▶ [WHAT THIS TASK INVOLVES]: Please restate the following records word for word.

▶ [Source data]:
┌──

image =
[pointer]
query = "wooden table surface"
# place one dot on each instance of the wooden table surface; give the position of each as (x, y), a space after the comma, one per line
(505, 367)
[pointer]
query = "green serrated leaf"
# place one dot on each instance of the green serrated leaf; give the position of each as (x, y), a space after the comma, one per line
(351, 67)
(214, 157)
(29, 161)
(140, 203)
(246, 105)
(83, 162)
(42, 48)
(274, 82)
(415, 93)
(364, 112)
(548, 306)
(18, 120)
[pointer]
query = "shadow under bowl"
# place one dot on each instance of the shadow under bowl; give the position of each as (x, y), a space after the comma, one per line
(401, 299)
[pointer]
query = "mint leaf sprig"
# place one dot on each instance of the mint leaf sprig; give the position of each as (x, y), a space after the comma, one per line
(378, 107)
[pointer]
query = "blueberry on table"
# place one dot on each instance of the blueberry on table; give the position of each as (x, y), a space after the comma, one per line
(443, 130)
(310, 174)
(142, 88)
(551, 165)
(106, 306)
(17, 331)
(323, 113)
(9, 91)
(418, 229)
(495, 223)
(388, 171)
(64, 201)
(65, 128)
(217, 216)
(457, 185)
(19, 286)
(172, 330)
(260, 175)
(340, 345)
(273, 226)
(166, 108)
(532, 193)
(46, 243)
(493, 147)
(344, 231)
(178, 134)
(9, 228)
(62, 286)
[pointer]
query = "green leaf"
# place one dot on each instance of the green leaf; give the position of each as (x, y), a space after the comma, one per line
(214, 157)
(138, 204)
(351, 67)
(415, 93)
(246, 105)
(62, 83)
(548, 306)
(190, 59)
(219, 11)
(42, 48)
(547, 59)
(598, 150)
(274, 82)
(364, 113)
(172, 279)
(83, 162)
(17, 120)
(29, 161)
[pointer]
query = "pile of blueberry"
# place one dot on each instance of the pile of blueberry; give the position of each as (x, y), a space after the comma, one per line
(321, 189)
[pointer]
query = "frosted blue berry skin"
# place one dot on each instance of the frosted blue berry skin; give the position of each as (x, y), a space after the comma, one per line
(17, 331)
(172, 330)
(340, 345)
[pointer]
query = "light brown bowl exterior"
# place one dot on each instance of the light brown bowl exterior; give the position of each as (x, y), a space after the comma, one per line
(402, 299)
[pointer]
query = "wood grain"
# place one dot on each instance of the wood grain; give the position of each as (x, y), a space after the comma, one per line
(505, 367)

└──

▶ [ANSWER IN FULL]:
image =
[pointer]
query = "wooden table surface"
# place one dot on each instance of the wooden table surface; give the position of each as (x, y), a space after the comma, one per line
(505, 367)
[pointer]
query = "green serrated leaf"
# place one dot on each instance of the green serrated leaf; give the position of each as (x, y), a space after the comma, one per line
(351, 67)
(214, 157)
(29, 161)
(140, 203)
(246, 105)
(83, 162)
(42, 48)
(274, 82)
(415, 93)
(364, 112)
(548, 306)
(18, 120)
[pointer]
query = "shadow under bowl"
# place one dot on each instance of the shadow under bowl; give the position of each as (x, y), a space after the comma, one per line
(401, 299)
[pointer]
query = "mint leaf sprig"
# place one dot on each instance of the mint leaf sprig; give the position of each as (x, y), a space after the comma, one per line
(378, 107)
[pointer]
query = "blueberry on table"
# place one dot on each instance of the blueberry on table; give the position of each as (x, y), a space after the comma, one per line
(443, 130)
(310, 174)
(142, 88)
(551, 165)
(106, 306)
(17, 331)
(323, 113)
(9, 91)
(418, 229)
(495, 223)
(388, 171)
(64, 201)
(65, 128)
(217, 216)
(457, 185)
(19, 286)
(172, 330)
(260, 175)
(340, 345)
(273, 226)
(166, 108)
(532, 193)
(46, 243)
(493, 147)
(344, 231)
(178, 134)
(9, 228)
(62, 286)
[pointer]
query = "green leaf"
# place one dot on each instance of the green leaf; give the position of each as (x, y), a space after the comma, one per line
(214, 157)
(138, 204)
(351, 67)
(415, 93)
(246, 105)
(62, 83)
(548, 306)
(190, 59)
(219, 11)
(42, 48)
(547, 59)
(598, 150)
(274, 82)
(364, 113)
(172, 279)
(83, 162)
(17, 120)
(29, 161)
[pointer]
query = "pile of blueberry"
# place one dot on each instance of the pile of blueberry; give the position of each as (x, y), a space after the comma, one per line
(321, 189)
[pointer]
query = "frosted blue berry skin"
# place one dot on each instance of the frosted blue berry skin; give the position of each as (x, y), a space after the comma, one per line
(17, 331)
(172, 330)
(340, 345)
[pointer]
query = "light brown bowl exterior"
# place one dot on each instance of the light brown bowl exterior; give the position of each as (x, y), a space after the comma, one per line
(402, 299)
[pointer]
query = "wood grain"
# place one dot on each instance of the wood grain; give the position of each as (x, y), a space after the comma, one per line
(505, 367)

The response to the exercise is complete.